Task list
(1) Translate into French the following sentence from the passage on bull and bear markets below: "Thus, if the trend is up, it is considered a bull market, and if the trend is down, it is a bear market."
(2) Write out, without alteration, everything in the passage on bull and bear markets below from "What is Bull" down to "will swipe down.".

Passage given
________________________________________

What is Bull vs. Bear?
The term “bull vs. bear” denotes the ensuing trends in stock markets – whether they are appreciating or depreciating in value – and what is the investors’ outlook about the market in general.
A bull market indicates a sustained increase in price, whereas a bear market denotes sustained periods of downward trending stock prices – typically 20% or more.
One of the most popular stories about the bears and bulls comes from the way the two animals attack their prey. When a bull is attacking something, it will thrust its horns up into the air, whereas a bear will often attack when in fear and will swipe down.
Thus, if the trend is up, it is considered a bull market, and if the trend is down, it is a bear market.
- The term “bull vs. bear” denotes the ensuing trends in stock markets – whether they are appreciating or depreciating in value – and what is the investors’ outlook about the market in general.
- Bull markets generally coincide with periods of robust economic growth; investor confidence is on the rise, employment levels are generally high, and the economic production is strong.
- During the bearish phase, companies begin laying off workers, leading to a rise in unemployment and, consequently, an economic downturn.

________________________________________

Data shown
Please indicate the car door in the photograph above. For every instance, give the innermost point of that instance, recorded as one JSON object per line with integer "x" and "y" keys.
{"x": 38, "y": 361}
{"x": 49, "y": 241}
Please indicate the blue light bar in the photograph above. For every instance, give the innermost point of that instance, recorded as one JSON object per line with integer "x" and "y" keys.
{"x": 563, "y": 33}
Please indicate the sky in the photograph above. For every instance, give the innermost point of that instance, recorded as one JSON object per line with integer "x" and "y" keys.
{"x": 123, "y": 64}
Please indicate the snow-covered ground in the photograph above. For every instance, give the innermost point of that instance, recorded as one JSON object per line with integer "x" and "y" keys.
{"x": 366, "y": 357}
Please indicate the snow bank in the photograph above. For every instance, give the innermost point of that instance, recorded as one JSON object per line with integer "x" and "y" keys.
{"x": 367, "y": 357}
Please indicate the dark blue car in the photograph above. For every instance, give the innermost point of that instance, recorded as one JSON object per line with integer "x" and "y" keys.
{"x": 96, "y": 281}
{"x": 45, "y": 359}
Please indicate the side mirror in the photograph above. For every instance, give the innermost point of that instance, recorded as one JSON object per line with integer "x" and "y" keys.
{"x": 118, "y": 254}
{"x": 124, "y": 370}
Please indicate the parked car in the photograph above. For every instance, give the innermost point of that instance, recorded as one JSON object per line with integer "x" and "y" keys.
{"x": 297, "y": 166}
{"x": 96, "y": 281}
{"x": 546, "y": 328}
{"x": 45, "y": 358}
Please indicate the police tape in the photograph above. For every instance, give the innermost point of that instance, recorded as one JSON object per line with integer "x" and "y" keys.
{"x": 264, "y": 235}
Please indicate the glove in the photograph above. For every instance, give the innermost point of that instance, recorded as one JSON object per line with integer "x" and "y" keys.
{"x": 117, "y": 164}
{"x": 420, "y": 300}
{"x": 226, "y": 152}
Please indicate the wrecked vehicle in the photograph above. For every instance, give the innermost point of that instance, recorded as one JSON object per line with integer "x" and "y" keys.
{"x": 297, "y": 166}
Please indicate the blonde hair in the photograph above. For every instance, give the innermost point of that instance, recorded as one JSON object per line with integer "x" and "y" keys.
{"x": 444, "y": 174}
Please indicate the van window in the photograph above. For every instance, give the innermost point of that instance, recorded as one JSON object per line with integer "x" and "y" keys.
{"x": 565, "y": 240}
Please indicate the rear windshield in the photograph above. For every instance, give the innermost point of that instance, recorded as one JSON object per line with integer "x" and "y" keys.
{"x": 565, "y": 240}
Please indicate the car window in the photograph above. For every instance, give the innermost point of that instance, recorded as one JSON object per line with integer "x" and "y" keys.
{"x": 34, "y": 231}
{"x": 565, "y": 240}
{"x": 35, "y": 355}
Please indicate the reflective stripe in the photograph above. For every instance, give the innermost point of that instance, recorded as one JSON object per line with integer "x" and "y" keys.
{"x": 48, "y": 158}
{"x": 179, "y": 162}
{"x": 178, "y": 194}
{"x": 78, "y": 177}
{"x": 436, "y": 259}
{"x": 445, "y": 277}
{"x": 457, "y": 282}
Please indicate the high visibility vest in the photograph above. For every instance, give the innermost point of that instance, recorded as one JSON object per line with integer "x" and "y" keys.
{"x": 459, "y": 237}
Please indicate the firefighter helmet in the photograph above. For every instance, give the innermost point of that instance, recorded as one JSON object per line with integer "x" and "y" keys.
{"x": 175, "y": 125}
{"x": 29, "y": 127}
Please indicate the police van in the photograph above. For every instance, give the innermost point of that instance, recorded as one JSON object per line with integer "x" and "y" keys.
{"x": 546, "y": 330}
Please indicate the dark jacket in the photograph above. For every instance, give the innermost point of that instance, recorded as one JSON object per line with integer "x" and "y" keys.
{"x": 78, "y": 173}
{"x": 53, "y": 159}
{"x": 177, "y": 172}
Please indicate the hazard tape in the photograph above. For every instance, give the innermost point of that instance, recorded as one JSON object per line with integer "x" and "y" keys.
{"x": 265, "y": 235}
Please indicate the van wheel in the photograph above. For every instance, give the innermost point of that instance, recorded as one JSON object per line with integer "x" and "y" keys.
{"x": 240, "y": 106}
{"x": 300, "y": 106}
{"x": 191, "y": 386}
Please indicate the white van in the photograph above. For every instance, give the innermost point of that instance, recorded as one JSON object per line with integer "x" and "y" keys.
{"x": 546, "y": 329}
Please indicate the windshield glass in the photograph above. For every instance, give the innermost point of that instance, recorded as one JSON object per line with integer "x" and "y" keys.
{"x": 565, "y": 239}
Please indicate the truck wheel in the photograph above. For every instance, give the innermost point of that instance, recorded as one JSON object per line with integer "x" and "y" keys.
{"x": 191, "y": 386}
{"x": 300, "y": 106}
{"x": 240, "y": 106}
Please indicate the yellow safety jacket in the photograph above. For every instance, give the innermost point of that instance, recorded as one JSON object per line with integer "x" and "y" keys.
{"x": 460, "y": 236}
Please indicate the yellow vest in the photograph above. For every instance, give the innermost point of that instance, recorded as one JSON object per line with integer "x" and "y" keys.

________________________________________

Written answers
(1) Ainsi, si la tendance est à la hausse, on considère qu'il s'agit d'un marché haussier, et si la tendance est à la baisse, il s'agit d'un marché baissier.

(2)
What is Bull vs. Bear?
The term “bull vs. bear” denotes the ensuing trends in stock markets – whether they are appreciating or depreciating in value – and what is the investors’ outlook about the market in general.
A bull market indicates a sustained increase in price, whereas a bear market denotes sustained periods of downward trending stock prices – typically 20% or more.
One of the most popular stories about the bears and bulls comes from the way the two animals attack their prey. When a bull is attacking something, it will thrust its horns up into the air, whereas a bear will often attack when in fear and will swipe down.